We feel it would be interesting to the research community to discuss some of the unique aspects of the system we built and some qualitative observations we had while testing the system.

The first is our label and training set and how it compares to that used in the ImageNet Large Scale Visual Recognition competition. Since we were working on search across photos, we needed an appropriate label set. We came up with a set of about 2000 visual classes based on the most popular labels on Google+ Photos and which also seemed to have a visual component, that a human could recognize visually. In contrast, the ImageNet competition has 1000 classes. As in ImageNet, the classes were not text strings, but are entities, in our case we use Freebase entities which form the basis of the Knowledge Graph used in Google search. An entity is a way to uniquely identify something in a language-independent way. In English when we encounter the word “jaguar”, it is hard to determine if it represents the animal or the car manufacturer. Entities assign a unique ID to each, removing that ambiguity, in this case “/m/0449p” for the former and “/m/012×34” for the latter. In order to train better classifiers we used more training images per class than ImageNet, 5000 versus 1000. Since we wanted to provide only high precision labels, we also refined the classes from our initial set of 2000 to the most precise 1100 classes for our launch.

During our development process we had many more qualitative observations we felt are worth mentioning:

1) Generalization performance. Even though there was a significant difference in visual appearance between the training and test sets, the network appeared to generalize quite well. To train the system, we used images mined from the web which did not match the typical appearance of personal photos. Images on the web are often used to illustrate a single concept and are carefully composed, so an image of a flower might only be a close up of a single flower. But personal photos are unstaged and impromptu, a photo of a flower might contain many other things in it and may not be very carefully composed. So our training set image distribution was not necessarily a good match for the distribution of images we wanted to run the system on, as the examples below illustrate. However, we found that our system trained on web images was able to generalize and perform well on photos.

__Work to do__
**a.** For each statement, say whether it agrees with the passage on the photo search system. Answer yes or no and quote the deciding words. (i) The system launched with about 2000 classes. (ii) The system used more training images per class than ImageNet. (iii) The training images were taken from personal photos.
**b.** According to the passage on the photo search system, what kind of entities served as the classes?
The data after this passage is not needed.

__Supplied material__
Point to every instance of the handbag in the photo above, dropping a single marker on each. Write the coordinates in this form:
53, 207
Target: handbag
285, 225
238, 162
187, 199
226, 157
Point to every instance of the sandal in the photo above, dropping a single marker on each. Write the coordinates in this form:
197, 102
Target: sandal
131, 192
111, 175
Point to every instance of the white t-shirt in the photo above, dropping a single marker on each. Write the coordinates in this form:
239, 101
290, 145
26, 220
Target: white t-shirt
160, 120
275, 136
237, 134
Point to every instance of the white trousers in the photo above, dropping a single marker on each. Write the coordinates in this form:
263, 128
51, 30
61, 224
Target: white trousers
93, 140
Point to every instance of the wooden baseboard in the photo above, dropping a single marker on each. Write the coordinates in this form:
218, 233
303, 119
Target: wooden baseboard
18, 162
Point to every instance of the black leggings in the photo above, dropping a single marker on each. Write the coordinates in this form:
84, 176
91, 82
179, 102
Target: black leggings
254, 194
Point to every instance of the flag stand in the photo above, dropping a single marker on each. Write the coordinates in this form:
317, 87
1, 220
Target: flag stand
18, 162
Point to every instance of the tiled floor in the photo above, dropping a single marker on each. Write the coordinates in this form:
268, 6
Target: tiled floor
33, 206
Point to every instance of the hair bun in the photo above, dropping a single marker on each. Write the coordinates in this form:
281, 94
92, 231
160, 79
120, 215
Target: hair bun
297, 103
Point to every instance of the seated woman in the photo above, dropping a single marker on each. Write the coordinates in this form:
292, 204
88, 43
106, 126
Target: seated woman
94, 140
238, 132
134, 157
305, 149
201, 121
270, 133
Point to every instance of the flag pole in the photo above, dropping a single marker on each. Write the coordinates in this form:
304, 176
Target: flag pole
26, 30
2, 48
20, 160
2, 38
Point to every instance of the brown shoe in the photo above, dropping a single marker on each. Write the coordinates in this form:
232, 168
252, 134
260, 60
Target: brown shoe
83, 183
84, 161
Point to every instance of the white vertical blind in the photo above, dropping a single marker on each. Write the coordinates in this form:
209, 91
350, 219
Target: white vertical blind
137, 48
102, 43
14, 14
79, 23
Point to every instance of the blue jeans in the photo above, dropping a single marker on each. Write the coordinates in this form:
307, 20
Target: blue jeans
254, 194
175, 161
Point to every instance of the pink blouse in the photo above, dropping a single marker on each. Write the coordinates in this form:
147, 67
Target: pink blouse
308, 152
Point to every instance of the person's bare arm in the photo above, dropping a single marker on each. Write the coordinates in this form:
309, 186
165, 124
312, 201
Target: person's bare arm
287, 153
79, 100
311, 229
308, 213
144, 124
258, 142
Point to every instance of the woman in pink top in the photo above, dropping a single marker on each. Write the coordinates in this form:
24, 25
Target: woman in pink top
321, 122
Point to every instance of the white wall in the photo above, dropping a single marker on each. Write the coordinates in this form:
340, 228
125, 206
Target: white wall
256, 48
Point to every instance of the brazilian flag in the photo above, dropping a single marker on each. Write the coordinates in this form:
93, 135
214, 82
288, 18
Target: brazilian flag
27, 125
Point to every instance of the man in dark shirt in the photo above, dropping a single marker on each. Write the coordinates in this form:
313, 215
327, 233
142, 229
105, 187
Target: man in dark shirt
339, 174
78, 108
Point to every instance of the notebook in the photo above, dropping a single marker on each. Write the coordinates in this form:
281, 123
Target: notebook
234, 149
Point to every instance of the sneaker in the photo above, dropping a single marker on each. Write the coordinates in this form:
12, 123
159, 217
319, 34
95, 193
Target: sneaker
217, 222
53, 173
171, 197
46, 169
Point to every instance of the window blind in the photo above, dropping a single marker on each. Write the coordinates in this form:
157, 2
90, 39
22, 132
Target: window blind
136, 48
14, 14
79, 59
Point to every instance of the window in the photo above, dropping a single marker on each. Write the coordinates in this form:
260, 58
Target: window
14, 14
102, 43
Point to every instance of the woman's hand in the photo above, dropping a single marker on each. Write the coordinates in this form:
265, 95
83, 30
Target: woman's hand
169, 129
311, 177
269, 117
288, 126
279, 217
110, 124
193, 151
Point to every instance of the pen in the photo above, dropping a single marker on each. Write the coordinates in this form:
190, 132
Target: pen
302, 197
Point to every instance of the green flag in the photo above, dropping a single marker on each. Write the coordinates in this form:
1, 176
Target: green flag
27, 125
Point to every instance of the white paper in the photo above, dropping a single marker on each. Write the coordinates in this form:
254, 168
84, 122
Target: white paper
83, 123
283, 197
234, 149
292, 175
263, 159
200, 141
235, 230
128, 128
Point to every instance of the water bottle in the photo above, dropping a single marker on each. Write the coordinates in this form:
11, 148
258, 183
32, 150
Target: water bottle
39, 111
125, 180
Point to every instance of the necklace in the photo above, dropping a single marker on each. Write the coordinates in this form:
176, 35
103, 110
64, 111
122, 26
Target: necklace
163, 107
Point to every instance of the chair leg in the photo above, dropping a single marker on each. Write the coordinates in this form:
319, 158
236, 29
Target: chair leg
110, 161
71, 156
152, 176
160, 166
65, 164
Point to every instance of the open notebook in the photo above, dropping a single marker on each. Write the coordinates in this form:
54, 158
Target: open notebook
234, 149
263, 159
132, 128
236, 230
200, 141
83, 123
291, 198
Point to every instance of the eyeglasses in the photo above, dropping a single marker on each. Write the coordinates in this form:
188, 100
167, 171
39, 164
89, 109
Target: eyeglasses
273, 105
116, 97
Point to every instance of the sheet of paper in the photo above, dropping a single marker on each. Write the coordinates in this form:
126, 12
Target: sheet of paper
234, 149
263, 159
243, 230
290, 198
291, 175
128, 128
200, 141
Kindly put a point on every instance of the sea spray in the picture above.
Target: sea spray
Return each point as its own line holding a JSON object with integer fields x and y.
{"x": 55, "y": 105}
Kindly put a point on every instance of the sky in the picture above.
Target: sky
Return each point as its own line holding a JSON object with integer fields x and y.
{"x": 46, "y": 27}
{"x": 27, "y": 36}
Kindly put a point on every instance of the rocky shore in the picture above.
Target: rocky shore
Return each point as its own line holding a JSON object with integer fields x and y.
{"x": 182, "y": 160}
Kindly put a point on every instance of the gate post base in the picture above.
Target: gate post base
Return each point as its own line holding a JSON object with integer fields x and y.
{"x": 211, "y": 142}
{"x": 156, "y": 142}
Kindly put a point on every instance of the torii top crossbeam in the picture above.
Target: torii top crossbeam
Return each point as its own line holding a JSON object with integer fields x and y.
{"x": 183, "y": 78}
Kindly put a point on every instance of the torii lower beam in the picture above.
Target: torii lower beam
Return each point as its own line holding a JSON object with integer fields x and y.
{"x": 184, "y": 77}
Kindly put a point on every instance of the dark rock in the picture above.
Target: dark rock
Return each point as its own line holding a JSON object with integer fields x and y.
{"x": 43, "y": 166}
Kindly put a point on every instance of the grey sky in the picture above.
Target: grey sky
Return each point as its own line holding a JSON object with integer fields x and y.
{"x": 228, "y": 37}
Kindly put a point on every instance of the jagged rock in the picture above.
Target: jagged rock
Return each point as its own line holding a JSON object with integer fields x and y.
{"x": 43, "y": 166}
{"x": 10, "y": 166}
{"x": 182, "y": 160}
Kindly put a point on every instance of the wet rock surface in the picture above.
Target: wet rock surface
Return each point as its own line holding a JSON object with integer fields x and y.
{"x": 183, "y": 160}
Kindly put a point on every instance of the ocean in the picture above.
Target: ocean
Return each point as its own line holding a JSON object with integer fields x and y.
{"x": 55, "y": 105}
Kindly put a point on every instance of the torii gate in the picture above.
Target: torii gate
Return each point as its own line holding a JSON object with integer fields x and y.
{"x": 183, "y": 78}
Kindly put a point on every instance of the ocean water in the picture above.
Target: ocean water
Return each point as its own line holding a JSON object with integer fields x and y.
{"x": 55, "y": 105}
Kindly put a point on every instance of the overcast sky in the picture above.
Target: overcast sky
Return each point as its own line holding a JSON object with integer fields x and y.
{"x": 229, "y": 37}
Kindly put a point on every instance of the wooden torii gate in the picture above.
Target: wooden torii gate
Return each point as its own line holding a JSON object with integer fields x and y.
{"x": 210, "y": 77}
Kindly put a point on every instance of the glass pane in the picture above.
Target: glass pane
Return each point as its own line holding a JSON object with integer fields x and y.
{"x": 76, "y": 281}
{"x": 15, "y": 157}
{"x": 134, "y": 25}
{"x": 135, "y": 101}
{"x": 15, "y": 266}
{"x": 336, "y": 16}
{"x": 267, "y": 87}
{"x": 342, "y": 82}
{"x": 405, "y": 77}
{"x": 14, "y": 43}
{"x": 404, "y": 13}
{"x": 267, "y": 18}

__The responses__
**a.**
(i) No: "we also refined the classes from our initial set of 2000 to the most precise 1100 classes for our launch."
(ii) Yes: "we used more training images per class than ImageNet, 5000 versus 1000."
(iii) No: "we used images mined from the web which did not match the typical appearance of personal photos."

**b.** Freebase entities, which form the basis of the Knowledge Graph used in Google search.